__Alıştırmanın Amacı__: Çözüm süreci konulu metne göre siyasi iktidar, süreci yanlış ve sakıncalı bulan insanları hangi ifadelerle suçluyor? Tırnak içinde verilen bu ifadelerin tamamını sıralayın.

__Metin Alıntısı__:
┄┄┄┄┄┄┄┄┄┄┄┄┄┄┄┄┄┄┄┄

Hükümetin bir süredir eveleyip, gevelediği ve Türk Milletinin tepkisinden çekinerek uygulamaya koyamadığı süreç”çözüm süreci” olarak yeniden karşımızda…Siyasi iktidar dış dinamiklerin de etkisiyle dün” açılım projesi” veya “demokratikleşme adımları” olarak lanse ettiği siyasi projesini şimdi güya ”çözüm süreci” diye bu millete hazmettirmeye çalışıyor. Sürecin adını “çözüm süreci” olarak adlandırmakla toplumsal algıya hem problem çözdüğü imajını vermeye çalışırken, hem de bu ihanet ve bölünme sürecine karşı çıkanları ” çözüme karşı olanlar” diye gösterme gayretkeşliğine soyunuyor.
Bu süreçte baştan sona terör örgütü lideri ile tam bir koordinasyon içerisinde olan ve oradan aldığı fikirler ve isteklere tam uyum gösteren siyasi irade, sürecin ülkeyi geri dönülmesi zor bir noktaya sürüklediği, Türkiye Cumhuriyetini kuran iradeye ters düşüldüğü ve süreç neticesinde bölücü terör ve siyasi uzantılarının daha da azgınlaşacağı şeklindeki haklı eleştirileri dikkate bile almıyor. Hatta sert ve şiddetli tepkilerle karşılıyor. Bu vatanın bölünmez bütünlüğünü düşünen ve yürütülen süreci bu yönüyle yanlış ve sakıncalı bulan insanları da “anaların göz yaşının akmaya devam etmesini istemek”, “kandan beslenmek” ve “barış istememek” le suçlayarak toplumsal tepkiyi bastırmaya çalışıyor.

┄┄┄┄┄┄┄┄┄┄┄┄┄┄┄┄┄┄┄┄

__Bir etiketleme veri kümesinden kayıtlar__:
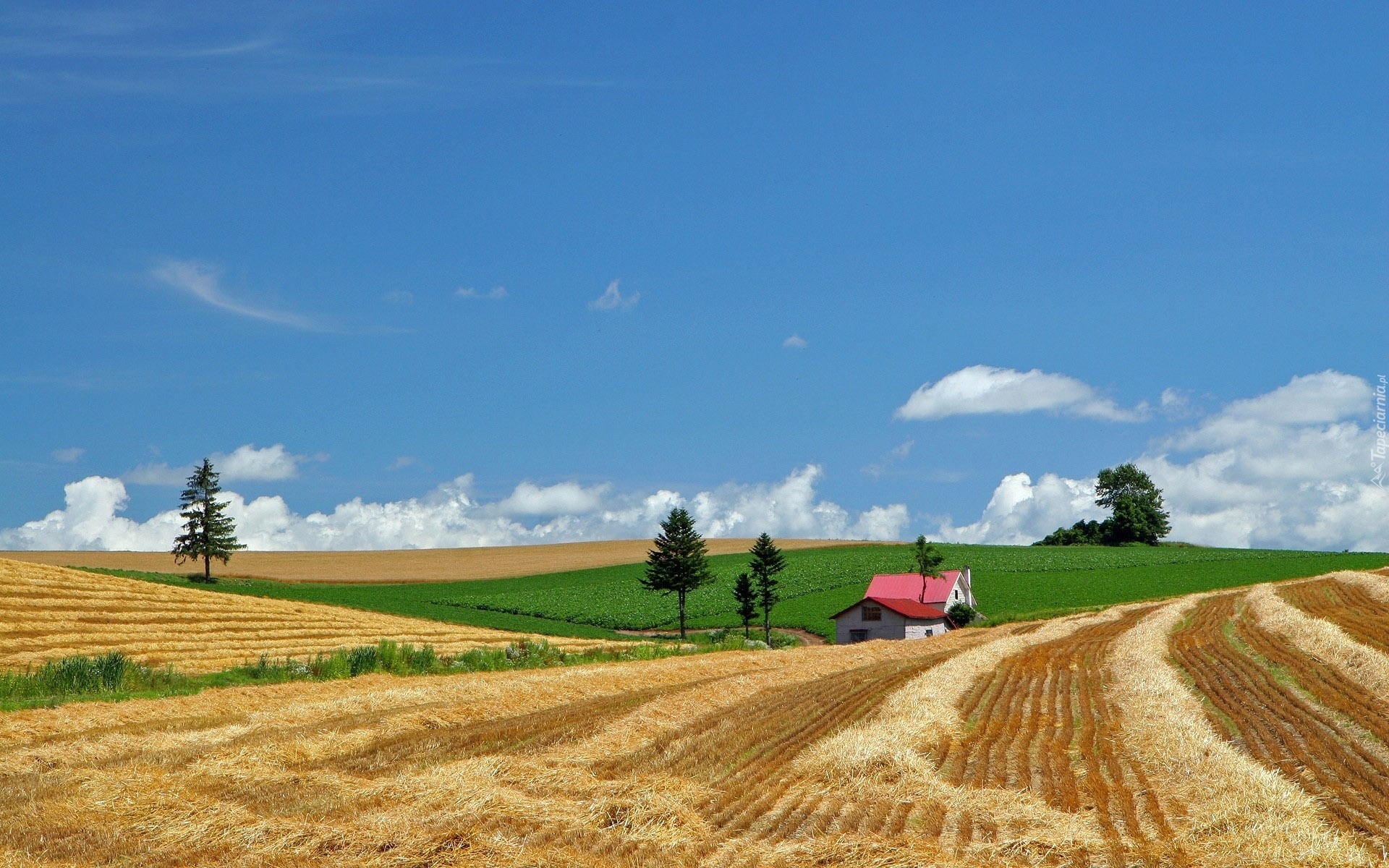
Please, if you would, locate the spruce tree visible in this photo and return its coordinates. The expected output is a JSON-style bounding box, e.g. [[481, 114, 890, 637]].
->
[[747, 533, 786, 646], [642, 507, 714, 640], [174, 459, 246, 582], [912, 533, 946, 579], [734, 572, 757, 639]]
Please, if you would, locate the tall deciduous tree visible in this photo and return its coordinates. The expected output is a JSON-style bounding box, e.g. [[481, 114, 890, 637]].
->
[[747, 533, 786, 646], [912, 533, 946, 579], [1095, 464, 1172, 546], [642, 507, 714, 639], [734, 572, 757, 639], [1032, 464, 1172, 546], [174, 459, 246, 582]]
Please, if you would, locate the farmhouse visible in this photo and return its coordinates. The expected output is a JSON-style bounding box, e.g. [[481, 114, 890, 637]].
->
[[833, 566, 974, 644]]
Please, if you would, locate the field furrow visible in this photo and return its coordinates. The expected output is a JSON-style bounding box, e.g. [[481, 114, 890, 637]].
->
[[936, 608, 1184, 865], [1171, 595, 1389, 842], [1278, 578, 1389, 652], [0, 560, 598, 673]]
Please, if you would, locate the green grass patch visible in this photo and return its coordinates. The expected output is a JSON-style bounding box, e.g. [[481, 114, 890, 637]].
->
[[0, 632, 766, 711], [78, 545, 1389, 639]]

┄┄┄┄┄┄┄┄┄┄┄┄┄┄┄┄┄┄┄┄

__Çözüm__:
- "anaların göz yaşının akmaya devam etmesini istemek"
- "kandan beslenmek"
- "barış istememek"